(Collected data entries)
......
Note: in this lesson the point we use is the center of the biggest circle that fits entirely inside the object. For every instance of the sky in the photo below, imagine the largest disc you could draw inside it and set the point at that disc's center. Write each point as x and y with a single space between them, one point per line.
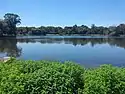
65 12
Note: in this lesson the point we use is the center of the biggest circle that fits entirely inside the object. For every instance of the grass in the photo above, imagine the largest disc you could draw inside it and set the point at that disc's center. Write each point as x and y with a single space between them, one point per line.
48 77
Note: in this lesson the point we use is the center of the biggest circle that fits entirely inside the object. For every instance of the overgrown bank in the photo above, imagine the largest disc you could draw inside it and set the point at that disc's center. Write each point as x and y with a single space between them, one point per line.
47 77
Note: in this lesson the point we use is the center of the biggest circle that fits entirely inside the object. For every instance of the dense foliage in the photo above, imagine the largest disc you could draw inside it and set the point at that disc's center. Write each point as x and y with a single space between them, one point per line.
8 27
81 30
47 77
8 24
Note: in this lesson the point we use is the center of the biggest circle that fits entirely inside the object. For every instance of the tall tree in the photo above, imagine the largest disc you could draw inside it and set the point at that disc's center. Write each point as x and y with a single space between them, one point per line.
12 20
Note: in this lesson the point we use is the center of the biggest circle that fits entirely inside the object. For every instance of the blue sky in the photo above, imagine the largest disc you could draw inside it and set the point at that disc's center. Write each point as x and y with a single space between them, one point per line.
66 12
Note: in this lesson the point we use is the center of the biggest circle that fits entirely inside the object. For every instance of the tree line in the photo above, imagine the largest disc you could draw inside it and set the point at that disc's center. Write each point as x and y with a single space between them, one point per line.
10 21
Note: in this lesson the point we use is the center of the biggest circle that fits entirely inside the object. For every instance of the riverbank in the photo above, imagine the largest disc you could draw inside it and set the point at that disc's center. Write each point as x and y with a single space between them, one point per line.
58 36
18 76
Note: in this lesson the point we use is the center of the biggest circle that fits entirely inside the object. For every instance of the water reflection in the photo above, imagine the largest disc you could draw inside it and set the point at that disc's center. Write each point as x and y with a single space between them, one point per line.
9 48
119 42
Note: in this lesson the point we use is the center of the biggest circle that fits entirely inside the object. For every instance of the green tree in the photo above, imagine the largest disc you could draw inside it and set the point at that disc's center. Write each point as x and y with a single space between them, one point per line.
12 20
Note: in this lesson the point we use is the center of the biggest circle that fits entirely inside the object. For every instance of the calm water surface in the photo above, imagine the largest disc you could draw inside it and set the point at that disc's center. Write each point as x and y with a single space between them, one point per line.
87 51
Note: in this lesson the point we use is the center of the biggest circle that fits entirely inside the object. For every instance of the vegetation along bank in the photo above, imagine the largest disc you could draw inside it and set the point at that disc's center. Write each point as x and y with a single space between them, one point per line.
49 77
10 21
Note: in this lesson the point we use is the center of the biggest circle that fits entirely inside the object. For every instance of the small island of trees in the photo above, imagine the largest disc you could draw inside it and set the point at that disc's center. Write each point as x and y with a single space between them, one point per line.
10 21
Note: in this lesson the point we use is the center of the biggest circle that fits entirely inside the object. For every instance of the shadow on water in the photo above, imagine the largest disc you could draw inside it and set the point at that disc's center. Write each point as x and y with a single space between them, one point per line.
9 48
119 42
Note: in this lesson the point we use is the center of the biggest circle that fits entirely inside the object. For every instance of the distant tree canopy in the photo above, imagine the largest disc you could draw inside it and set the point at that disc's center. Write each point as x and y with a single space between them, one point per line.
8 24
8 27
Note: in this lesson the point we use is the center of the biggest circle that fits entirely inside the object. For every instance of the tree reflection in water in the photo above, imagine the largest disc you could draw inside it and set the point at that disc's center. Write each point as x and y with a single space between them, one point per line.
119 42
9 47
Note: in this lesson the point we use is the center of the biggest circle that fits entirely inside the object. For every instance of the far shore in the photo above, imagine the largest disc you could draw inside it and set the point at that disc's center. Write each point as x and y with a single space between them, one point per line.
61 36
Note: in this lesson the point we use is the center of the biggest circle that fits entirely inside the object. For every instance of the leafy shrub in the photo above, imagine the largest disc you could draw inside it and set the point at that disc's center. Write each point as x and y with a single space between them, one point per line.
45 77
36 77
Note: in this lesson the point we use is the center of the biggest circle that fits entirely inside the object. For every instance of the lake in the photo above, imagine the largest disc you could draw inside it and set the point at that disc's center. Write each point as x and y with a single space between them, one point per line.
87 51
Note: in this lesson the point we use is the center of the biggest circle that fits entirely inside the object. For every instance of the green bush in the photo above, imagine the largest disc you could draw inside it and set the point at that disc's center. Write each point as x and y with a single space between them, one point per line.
......
Repeat the material above verbatim, with no pictures in the output.

[The solution]
Note: in this lesson the point we use is the center of the biggest circle that fits entirely inside the object. For every instance of the sky in the photo below, imagine the largest disc you could draw inside it and set the point at that disc's center. Write each point as x and y with a single space between them, one point per line.
65 12
Note: in this lesson the point we use is the center of the biggest circle that fits entirely inside the object. For every instance of the grass in the photo above, imagine the largest disc you could draw inside it and set the point at that disc's center. Write each point as x and y with a single space between them, one point per line.
48 77
Note: in this lesson the point we use is the center of the biggest circle that fits entirely inside the object. For every instance of the overgrown bank in the photo above, imagine the largest disc you could draw inside it and set the point at that disc's center. Write each point as x and y with a single space between them, one point per line.
47 77
Note: in this lesson the point we use is the center of the biggest circle that fits entirely inside the object. For every instance of the dense foliage in the photo above, imagine the largest disc you could draw inside it and set the point at that disc's center. Write each point as x and y with a single space between them, one point per line.
8 27
81 30
47 77
8 24
Note: in this lesson the point we use is the center of the biggest circle that fits entirely inside the object. For every instance of the tall tree in the photo above, imagine the largest disc you could draw inside it and set the point at that disc's center. Write each point as x and y with a single space between them, one point per line.
12 20
Note: in this lesson the point we use is the center of the biggest circle that fits entirely inside the object. For every instance of the blue sky in the photo above, imagine the largest disc you could draw inside it and set the point at that disc's center. Write each point as x and y with a single space between them, one point per line.
66 12
Note: in this lesson the point we use is the center of the biggest circle that fits entirely inside the object. For every instance of the tree line in the photo above, imagine the largest disc you could draw inside it and set the point at that disc's center. Write each point as x and y with a single space between them, one point per line.
10 21
Note: in this lesson the point we use is the center of the biggest circle that fits entirely inside the object. For every instance of the riverbank in the photo above, imagine the largest disc you could draw inside it and set the point at that disc's center. Write each point as x and y with a single space between them, one point per line.
58 36
18 76
Note: in this lesson the point we use is the center of the biggest circle that fits entirely inside the object. For every instance of the water reflection in the photo above, imagine the largest disc you could draw inside it and set the point at that disc's center. Write each point as x and y with a single space between them, one point per line.
9 48
119 42
Note: in this lesson the point we use is the center of the biggest circle that fits entirely inside the object. For every instance of the green tree in the photo above, imagine the largest disc you could draw inside it and set the point at that disc's center. Write each point as x and y with a single space between them, one point per line.
12 20
Note: in this lesson the point we use is the center of the biggest circle that fits entirely inside the object. For every instance of the calm water surface in the photo above, imagine the largest disc you could draw inside it and set the point at that disc's center. Write each point as x and y with a single space between them, one point per line.
87 51
Note: in this lesson the point we use is the center of the biggest circle that fits entirely inside the object. For every instance of the vegetation along bank in the photo above, imagine the largest disc you could draw inside it and set the point at that disc's center. Write each point as x and y with a single space between them, one point per line.
49 77
10 21
Note: in this lesson the point we use is the center of the biggest circle that fits entirely inside the object. For every instance of the small island of trees in the photo above, imagine the largest disc you could draw inside it and set the point at that disc's center. Write each point as x and y with a single space between them, one point per line.
10 21
Note: in this lesson the point we use is the center of the biggest circle that fits entirely inside the object. For every instance of the shadow on water in the photo above, imagine the largest disc you could draw inside it and set the point at that disc's center. Write each point as x and y with a single space between them, one point per line.
9 48
119 42
Note: in this lesson the point we use is the center of the biggest circle that fits entirely inside the object. For every instance of the distant tree canopy in the photo above, imagine the largest disc you could draw inside it and set the point at that disc's center. Write each point as x and y with a single space between them, one point per line.
8 24
8 27
Note: in this lesson the point we use is the center of the biggest circle that fits entirely inside the object. For every instance of the tree reflection in water in the photo above, imagine the largest disc you could draw inside it and set the point at that disc's center. Write each point as x and y with a single space between them, one point per line.
119 42
9 47
Note: in this lesson the point we use is the center of the biggest circle that fits entirely inside the object. For every instance of the far shore in the photo above, imagine the largest disc you could draw inside it and set the point at that disc's center. Write each point as x and y with a single space between them, one point per line.
61 36
Note: in this lesson the point we use is the center of the biggest circle that fits entirely inside the object. For every instance of the leafy shrub in the photo above, imagine the largest disc you could draw inside it and set the point at that disc's center. Write each point as x and y with a single space between them, one point per line.
45 77
36 77
Note: in this lesson the point we use is the center of the biggest circle that fits entirely inside the object. For every instance of the lake in the photo above, imagine the largest disc you could draw inside it and set the point at that disc's center. Write each point as x and y with a single space between them, one point per line.
87 51
Note: in this lesson the point we use is the center of the biggest circle that fits entirely inside the object. For every instance of the green bush in the photo above, imagine the largest disc you could draw inside it and set the point at that disc's center. Write each point as x and y with a single space between them, one point per line.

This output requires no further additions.